* _WHAT IS EXPECTED_:
Please extract and repeat, unchanged, the lines between the line containing "target: rooftop" and the line containing "[[[41,135],[50,132],[45,128],[12,112],[0,108],[0,138]]]", inclusive.

* _Region annotation items_:
>>>>

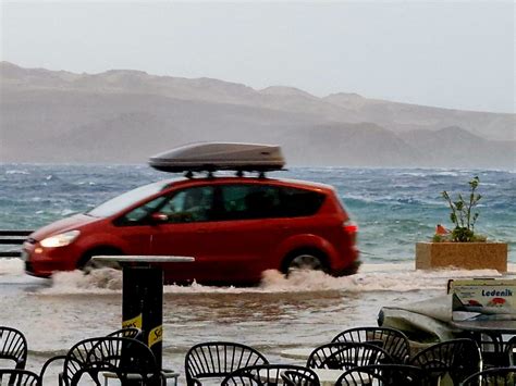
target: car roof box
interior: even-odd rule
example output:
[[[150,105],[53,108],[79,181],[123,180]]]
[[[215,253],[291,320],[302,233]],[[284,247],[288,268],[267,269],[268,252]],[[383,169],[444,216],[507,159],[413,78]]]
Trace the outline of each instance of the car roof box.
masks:
[[[243,171],[268,172],[283,169],[281,147],[262,144],[191,144],[156,154],[149,165],[162,172]]]

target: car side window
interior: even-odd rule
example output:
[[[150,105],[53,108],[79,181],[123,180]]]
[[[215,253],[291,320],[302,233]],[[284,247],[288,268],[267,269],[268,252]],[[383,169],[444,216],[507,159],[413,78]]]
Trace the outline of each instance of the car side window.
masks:
[[[158,211],[169,223],[192,223],[213,220],[212,208],[213,187],[201,186],[176,192]]]
[[[225,185],[221,187],[222,219],[251,220],[279,217],[280,192],[274,186]]]
[[[137,207],[133,209],[132,211],[125,213],[121,219],[119,219],[118,224],[119,225],[140,225],[142,222],[147,219],[147,216],[156,211],[157,208],[159,208],[163,201],[167,200],[167,197],[158,197],[155,198],[153,200],[144,203],[140,207]]]
[[[300,217],[316,214],[325,196],[311,190],[282,187],[281,209],[284,217]]]

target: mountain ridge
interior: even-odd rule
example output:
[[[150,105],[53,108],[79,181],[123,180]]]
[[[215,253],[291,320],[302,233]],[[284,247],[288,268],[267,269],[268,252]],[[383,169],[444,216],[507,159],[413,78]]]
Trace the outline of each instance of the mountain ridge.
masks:
[[[229,140],[277,142],[291,164],[514,169],[515,114],[7,62],[0,62],[0,90],[1,162],[142,162],[185,142]]]

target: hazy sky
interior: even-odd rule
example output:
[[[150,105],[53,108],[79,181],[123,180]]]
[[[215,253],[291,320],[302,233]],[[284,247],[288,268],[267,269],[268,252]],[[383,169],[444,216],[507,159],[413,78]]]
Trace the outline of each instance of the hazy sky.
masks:
[[[2,1],[0,59],[514,112],[514,25],[513,1]]]

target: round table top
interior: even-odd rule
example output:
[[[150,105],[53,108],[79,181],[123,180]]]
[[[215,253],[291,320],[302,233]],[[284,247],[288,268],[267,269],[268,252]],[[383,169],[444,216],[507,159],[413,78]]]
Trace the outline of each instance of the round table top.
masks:
[[[98,262],[123,263],[188,263],[194,262],[195,258],[187,256],[144,256],[144,254],[122,254],[122,256],[94,256],[91,259]]]
[[[282,350],[280,352],[280,356],[283,358],[303,359],[306,361],[308,357],[310,357],[311,351],[314,351],[314,348],[296,347],[296,348],[288,348],[288,349]]]

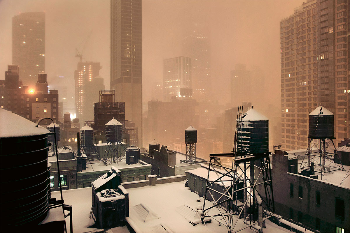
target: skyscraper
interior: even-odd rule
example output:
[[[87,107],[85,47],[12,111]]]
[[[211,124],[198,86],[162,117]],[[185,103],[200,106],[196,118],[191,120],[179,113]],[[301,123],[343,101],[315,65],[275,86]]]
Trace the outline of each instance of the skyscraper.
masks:
[[[337,142],[350,136],[349,7],[309,0],[281,21],[284,148],[307,147],[308,114],[320,104],[334,114]]]
[[[191,59],[192,89],[200,102],[209,99],[211,87],[209,39],[195,31],[183,39],[182,54]]]
[[[164,60],[163,88],[164,101],[172,96],[191,95],[191,58],[178,57]],[[182,92],[181,93],[180,91]]]
[[[236,65],[231,71],[231,104],[236,107],[245,101],[250,100],[252,89],[250,71],[245,65]]]
[[[142,144],[142,23],[141,0],[111,1],[111,89],[125,104]]]
[[[45,19],[44,12],[12,18],[12,63],[19,66],[20,79],[30,88],[45,72]]]
[[[102,68],[99,62],[80,61],[74,72],[76,113],[82,127],[84,121],[93,119],[93,107],[98,102],[98,91],[105,89],[103,79],[99,76]]]

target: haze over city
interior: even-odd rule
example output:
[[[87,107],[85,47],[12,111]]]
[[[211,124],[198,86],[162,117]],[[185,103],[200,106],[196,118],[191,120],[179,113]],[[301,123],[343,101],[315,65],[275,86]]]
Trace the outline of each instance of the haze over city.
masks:
[[[349,0],[0,0],[0,232],[350,232]]]
[[[152,1],[143,2],[142,85],[144,102],[154,82],[163,79],[163,60],[182,56],[182,40],[192,30],[210,39],[211,73],[215,99],[230,101],[230,71],[237,63],[265,72],[273,97],[279,101],[279,21],[302,1]],[[12,64],[12,17],[21,12],[46,12],[45,72],[49,83],[64,76],[73,94],[74,71],[91,31],[83,61],[99,61],[106,88],[110,82],[109,1],[6,1],[0,4],[0,77]],[[54,86],[53,87],[54,88]],[[98,91],[98,90],[97,91]],[[252,93],[253,95],[254,93]],[[72,95],[71,97],[74,97]],[[74,102],[69,102],[70,107]],[[257,106],[257,108],[259,107]],[[144,109],[144,110],[145,109]]]

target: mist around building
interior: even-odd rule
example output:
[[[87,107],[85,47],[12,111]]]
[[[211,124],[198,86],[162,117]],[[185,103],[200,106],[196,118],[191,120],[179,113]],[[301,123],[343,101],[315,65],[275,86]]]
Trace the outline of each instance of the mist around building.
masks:
[[[349,2],[276,21],[278,73],[243,59],[219,77],[203,21],[150,79],[145,1],[109,1],[110,63],[86,56],[91,30],[69,77],[46,73],[47,13],[4,19],[0,231],[350,232]]]

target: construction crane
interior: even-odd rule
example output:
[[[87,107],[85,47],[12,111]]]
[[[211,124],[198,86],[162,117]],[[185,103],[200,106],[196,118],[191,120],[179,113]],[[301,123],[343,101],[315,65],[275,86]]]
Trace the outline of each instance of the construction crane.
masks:
[[[79,58],[80,59],[79,61],[80,62],[81,62],[82,60],[83,59],[83,52],[84,52],[84,49],[85,49],[85,47],[86,46],[86,44],[88,43],[88,42],[89,41],[89,39],[90,39],[90,37],[91,36],[91,34],[92,34],[92,30],[91,30],[91,31],[90,32],[90,34],[89,35],[89,36],[88,36],[88,37],[86,37],[86,38],[84,41],[83,41],[82,43],[80,43],[80,44],[79,45],[80,45],[80,44],[84,43],[84,46],[83,46],[83,49],[82,49],[81,52],[79,52],[79,50],[78,50],[78,49],[76,48],[75,49],[75,57]]]

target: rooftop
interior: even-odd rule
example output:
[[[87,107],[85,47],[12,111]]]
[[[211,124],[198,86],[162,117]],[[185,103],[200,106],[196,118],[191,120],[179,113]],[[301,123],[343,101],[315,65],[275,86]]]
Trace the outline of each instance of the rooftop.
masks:
[[[186,216],[185,218],[183,217],[184,211],[190,209],[186,205],[196,210],[198,205],[203,207],[204,199],[201,197],[201,201],[197,202],[198,195],[185,187],[184,183],[176,182],[158,184],[154,187],[127,189],[130,194],[130,217],[128,221],[145,232],[166,232],[164,229],[166,229],[174,232],[227,233],[226,227],[219,226],[218,223],[214,220],[205,225],[199,224],[193,226],[189,222],[189,218],[198,217],[197,212],[195,214],[195,212],[193,212],[193,217]],[[92,226],[93,220],[89,218],[92,203],[91,188],[64,190],[62,192],[64,203],[72,206],[74,231],[82,232],[97,230]],[[60,199],[59,191],[51,193],[52,197]],[[206,203],[210,203],[209,202]],[[147,217],[145,219],[141,218],[142,214],[140,215],[138,208],[141,204],[153,214],[149,216],[151,217]],[[68,225],[69,218],[66,219]],[[268,220],[266,221],[266,228],[264,229],[265,233],[290,232]],[[236,228],[238,229],[246,226],[242,219],[239,219]],[[162,231],[157,230],[159,229]],[[128,231],[124,226],[112,228],[108,232],[127,232]],[[251,233],[253,232],[248,228],[240,232]]]
[[[41,135],[50,132],[45,128],[12,112],[0,108],[0,138]]]

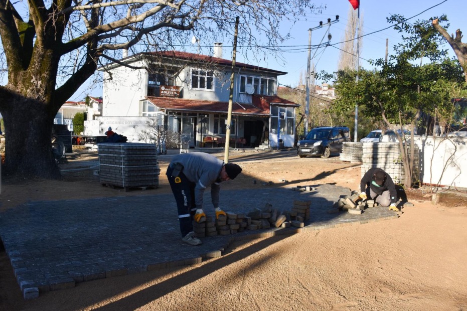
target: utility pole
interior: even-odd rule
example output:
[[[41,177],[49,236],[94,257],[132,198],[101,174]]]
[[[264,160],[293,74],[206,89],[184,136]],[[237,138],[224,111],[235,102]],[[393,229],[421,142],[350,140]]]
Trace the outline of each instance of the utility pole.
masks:
[[[358,83],[358,71],[360,69],[360,4],[358,2],[358,11],[357,11],[357,77],[356,83]],[[358,138],[358,104],[355,104],[355,120],[354,126],[354,142],[357,142]]]
[[[389,39],[386,39],[386,56],[384,57],[384,63],[388,63],[388,46],[389,45]]]
[[[309,77],[310,75],[310,63],[312,58],[312,31],[322,28],[326,25],[329,25],[331,27],[331,24],[337,23],[339,21],[339,16],[336,15],[336,20],[334,21],[331,22],[331,19],[328,19],[328,23],[326,24],[323,24],[323,22],[320,22],[320,26],[314,27],[313,28],[310,28],[308,30],[308,59],[306,62],[306,76],[305,77],[305,83],[306,84],[306,95],[305,99],[305,132],[303,133],[304,136],[306,136],[306,134],[308,133],[308,118],[309,116],[308,114],[309,114]],[[313,75],[314,75],[314,68],[313,69]],[[313,81],[315,81],[315,80],[314,79]],[[278,141],[277,143],[279,143]]]
[[[237,57],[237,37],[238,36],[239,17],[235,18],[235,33],[234,35],[233,52],[232,55],[232,73],[230,75],[230,92],[229,95],[229,108],[227,120],[226,121],[225,150],[224,151],[224,163],[229,163],[229,144],[230,142],[230,126],[232,125],[232,105],[233,103],[233,84],[235,72],[235,58]],[[237,122],[238,123],[238,122]]]

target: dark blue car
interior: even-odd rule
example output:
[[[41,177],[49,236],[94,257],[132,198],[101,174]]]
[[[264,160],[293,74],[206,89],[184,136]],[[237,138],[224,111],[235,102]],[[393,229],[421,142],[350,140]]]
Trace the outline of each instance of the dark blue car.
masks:
[[[345,126],[321,126],[308,132],[304,139],[297,143],[297,154],[300,158],[307,156],[329,158],[332,153],[342,151],[342,143],[350,141],[349,128]]]

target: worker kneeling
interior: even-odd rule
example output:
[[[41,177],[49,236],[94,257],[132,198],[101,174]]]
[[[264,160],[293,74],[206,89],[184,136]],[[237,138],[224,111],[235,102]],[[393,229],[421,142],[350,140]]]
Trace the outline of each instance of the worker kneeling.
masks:
[[[224,164],[214,156],[205,152],[180,153],[174,157],[166,175],[177,202],[183,242],[192,245],[201,244],[193,232],[193,221],[206,220],[203,210],[203,195],[206,189],[211,186],[216,218],[225,215],[219,207],[220,183],[234,179],[241,172],[238,165]]]
[[[381,169],[369,170],[360,181],[360,197],[363,200],[369,196],[381,206],[389,206],[390,210],[399,211],[396,206],[397,193],[391,177]]]

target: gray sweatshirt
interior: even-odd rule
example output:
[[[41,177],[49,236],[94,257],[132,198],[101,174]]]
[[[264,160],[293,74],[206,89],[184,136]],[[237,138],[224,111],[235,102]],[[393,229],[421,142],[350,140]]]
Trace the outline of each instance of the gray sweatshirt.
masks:
[[[171,163],[183,165],[183,174],[188,180],[196,184],[195,202],[197,208],[203,208],[203,195],[210,186],[213,205],[214,208],[219,207],[219,178],[223,161],[205,152],[189,152],[177,154]]]

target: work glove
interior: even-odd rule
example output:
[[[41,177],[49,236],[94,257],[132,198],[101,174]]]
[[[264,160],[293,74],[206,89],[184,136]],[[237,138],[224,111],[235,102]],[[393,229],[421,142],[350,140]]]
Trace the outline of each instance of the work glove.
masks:
[[[217,219],[219,218],[219,215],[223,215],[225,216],[226,216],[227,215],[225,214],[225,212],[221,209],[220,207],[216,208],[216,219]]]
[[[360,198],[361,198],[362,199],[362,200],[363,200],[363,201],[365,201],[365,200],[367,199],[367,193],[366,193],[366,192],[362,192],[362,193],[360,194],[360,195],[359,196],[359,197]]]
[[[397,207],[396,206],[396,205],[394,203],[391,203],[391,205],[389,206],[389,210],[392,210],[394,212],[399,212],[399,210],[397,208]]]
[[[203,222],[206,220],[206,214],[203,211],[203,209],[199,208],[196,210],[196,213],[195,213],[193,218],[196,222]]]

<<<<

* _CORRECT RESULT_:
target: rooftop
interior: even-odd rule
example output:
[[[87,107],[85,47],[12,111]]]
[[[211,124],[198,86],[162,117]],[[185,103],[200,106],[196,118],[191,120],[179,113]],[[301,123],[343,101],[315,65],[275,86]]]
Trace the outline of each instance of the rooftop.
masks:
[[[186,216],[185,218],[183,217],[184,211],[190,209],[186,205],[196,210],[198,205],[203,207],[204,199],[201,197],[201,201],[197,202],[198,195],[185,187],[184,183],[176,182],[158,184],[154,187],[127,189],[130,194],[130,217],[128,221],[145,232],[166,232],[164,229],[166,229],[174,232],[227,233],[226,227],[219,226],[218,223],[214,220],[205,225],[199,224],[193,226],[189,222],[189,218],[198,217],[197,212],[195,214],[195,212],[193,212],[193,217]],[[92,226],[93,220],[89,218],[92,203],[91,188],[64,190],[62,192],[64,203],[72,206],[74,231],[82,232],[97,230]],[[60,199],[59,191],[51,193],[52,197]],[[206,203],[210,203],[209,202]],[[147,217],[145,219],[141,218],[142,214],[140,215],[138,208],[141,204],[153,214],[149,216],[151,217]],[[68,225],[69,218],[66,219]],[[268,220],[266,221],[266,228],[264,229],[265,233],[290,232]],[[236,228],[238,229],[246,226],[242,219],[239,219]],[[162,231],[157,230],[159,229]],[[128,231],[124,226],[112,228],[108,232],[127,232]],[[251,233],[253,232],[248,228],[240,232]]]
[[[41,135],[50,132],[45,128],[12,112],[0,108],[0,138]]]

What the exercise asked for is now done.